Please find each line in the listing below that contains the word "brown", and copy those lines. Matches must have the same case.

An excerpt from a dataset:
------------------------------------------------------------
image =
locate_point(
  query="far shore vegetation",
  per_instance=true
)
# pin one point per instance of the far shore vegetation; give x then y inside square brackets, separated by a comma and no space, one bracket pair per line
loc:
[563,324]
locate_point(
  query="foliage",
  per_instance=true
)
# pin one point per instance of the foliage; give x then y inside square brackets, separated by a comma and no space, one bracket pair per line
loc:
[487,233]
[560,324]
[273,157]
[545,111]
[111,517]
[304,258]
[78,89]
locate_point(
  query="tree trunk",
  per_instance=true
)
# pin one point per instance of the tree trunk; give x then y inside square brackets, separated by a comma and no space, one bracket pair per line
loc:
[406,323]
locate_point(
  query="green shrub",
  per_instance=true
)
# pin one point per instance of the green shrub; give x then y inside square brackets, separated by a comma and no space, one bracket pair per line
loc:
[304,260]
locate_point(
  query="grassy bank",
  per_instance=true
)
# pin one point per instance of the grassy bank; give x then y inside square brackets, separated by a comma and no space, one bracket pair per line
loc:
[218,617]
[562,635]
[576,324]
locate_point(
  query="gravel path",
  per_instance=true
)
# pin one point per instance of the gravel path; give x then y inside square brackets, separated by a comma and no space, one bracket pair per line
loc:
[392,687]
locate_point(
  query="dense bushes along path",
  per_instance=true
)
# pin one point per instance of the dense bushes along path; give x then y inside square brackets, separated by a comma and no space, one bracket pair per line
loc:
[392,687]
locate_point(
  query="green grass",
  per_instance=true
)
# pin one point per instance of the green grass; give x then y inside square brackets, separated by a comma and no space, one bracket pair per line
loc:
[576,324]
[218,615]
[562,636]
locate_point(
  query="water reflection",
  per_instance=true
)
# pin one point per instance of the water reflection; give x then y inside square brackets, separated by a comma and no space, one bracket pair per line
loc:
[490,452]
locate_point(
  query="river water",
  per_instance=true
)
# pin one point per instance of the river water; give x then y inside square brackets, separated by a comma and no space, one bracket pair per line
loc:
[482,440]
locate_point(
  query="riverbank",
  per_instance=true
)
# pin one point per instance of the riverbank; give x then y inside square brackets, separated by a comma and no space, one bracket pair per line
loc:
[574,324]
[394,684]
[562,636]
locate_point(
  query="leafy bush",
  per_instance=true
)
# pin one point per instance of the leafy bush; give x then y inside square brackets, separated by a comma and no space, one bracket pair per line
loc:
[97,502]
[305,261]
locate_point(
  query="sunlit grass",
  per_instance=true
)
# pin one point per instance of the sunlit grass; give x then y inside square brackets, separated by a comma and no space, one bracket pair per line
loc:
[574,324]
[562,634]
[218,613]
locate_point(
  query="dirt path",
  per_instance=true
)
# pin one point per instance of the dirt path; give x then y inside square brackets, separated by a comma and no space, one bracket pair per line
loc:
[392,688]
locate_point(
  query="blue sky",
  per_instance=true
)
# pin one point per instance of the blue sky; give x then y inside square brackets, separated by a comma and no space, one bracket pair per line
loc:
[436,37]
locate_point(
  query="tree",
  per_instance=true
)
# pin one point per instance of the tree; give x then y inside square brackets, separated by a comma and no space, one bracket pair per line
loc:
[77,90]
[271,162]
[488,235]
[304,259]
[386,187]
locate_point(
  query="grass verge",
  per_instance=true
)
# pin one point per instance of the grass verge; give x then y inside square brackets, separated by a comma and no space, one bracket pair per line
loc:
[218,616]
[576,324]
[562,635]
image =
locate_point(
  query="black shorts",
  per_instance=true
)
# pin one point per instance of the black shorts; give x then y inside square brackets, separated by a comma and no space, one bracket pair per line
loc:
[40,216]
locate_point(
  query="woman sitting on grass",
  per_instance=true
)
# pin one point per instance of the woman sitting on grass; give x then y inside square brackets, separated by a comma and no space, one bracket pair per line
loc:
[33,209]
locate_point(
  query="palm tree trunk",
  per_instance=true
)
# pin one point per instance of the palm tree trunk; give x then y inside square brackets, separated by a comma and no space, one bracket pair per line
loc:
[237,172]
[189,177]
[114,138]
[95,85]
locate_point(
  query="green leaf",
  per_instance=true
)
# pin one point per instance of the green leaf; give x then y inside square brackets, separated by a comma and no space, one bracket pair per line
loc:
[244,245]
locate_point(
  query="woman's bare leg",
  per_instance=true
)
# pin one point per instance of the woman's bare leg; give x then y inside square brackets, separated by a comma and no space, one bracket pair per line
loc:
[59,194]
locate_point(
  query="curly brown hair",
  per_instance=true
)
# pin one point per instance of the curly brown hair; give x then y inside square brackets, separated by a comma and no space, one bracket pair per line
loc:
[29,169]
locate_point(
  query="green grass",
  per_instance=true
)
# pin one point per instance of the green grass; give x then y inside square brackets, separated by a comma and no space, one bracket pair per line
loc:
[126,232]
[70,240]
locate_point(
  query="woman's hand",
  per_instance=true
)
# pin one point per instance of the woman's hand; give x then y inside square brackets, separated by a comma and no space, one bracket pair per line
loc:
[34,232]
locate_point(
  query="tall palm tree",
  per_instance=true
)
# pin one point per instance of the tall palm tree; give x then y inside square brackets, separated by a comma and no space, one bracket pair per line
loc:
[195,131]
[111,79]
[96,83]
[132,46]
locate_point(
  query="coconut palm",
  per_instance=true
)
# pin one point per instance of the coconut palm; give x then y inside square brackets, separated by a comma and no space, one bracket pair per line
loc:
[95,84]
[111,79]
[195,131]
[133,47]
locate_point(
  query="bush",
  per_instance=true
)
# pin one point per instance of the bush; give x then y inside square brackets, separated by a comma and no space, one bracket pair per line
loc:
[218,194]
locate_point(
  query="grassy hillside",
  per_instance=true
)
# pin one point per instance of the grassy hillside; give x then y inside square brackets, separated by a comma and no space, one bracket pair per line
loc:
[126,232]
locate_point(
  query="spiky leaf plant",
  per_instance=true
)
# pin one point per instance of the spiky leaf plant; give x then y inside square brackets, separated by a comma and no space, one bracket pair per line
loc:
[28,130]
------------------------------------------------------------
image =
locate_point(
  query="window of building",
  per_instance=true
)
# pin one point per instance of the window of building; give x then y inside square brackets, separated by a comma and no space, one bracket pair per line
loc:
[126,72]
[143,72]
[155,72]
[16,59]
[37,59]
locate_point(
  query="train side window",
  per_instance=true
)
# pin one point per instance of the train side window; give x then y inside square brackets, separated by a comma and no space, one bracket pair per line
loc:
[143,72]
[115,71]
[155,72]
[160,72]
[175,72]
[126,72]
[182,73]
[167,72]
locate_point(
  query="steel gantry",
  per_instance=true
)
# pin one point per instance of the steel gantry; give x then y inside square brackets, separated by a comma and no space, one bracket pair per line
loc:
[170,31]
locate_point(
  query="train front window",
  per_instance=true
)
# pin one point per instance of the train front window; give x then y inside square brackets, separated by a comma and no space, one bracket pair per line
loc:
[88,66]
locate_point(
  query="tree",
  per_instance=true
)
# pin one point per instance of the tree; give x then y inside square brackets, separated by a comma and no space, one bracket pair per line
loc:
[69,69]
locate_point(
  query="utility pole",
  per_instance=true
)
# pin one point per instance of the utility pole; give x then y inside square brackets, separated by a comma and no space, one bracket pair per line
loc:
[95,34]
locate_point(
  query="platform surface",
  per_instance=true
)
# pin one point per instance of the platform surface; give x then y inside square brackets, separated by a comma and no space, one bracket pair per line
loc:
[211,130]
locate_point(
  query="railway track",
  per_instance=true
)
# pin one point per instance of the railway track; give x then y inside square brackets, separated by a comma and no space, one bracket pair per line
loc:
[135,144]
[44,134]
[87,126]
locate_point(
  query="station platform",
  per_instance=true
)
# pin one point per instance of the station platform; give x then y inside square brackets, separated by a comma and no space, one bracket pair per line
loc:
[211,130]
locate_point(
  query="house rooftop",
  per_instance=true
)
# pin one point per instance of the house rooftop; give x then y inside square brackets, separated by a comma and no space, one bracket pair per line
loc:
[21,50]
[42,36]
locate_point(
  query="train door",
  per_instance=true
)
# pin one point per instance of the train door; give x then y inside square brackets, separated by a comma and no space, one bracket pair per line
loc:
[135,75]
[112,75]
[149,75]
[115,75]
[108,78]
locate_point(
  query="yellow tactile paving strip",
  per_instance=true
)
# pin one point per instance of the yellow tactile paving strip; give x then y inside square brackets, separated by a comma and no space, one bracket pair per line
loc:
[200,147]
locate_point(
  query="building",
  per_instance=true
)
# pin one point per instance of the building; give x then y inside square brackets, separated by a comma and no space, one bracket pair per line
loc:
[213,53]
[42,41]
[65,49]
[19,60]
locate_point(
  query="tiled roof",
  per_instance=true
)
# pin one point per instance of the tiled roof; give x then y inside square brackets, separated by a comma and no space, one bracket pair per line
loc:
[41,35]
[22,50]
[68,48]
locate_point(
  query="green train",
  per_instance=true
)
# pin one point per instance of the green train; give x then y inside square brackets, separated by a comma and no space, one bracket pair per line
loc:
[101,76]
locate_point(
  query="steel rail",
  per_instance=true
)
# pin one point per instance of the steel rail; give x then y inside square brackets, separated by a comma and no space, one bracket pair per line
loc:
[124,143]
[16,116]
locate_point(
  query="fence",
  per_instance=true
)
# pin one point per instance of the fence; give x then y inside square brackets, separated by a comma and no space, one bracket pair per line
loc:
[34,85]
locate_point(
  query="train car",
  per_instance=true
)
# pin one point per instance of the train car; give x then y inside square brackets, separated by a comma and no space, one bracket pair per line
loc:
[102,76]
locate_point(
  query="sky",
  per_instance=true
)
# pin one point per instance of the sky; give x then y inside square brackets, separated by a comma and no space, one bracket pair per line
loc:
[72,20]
------------------------------------------------------------
### Exercise solution
  query="curly brown hair",
# pin one point per instance of the curly brown hair; give x then y inside square brackets, separated by a comma and no space, one bracket pair per line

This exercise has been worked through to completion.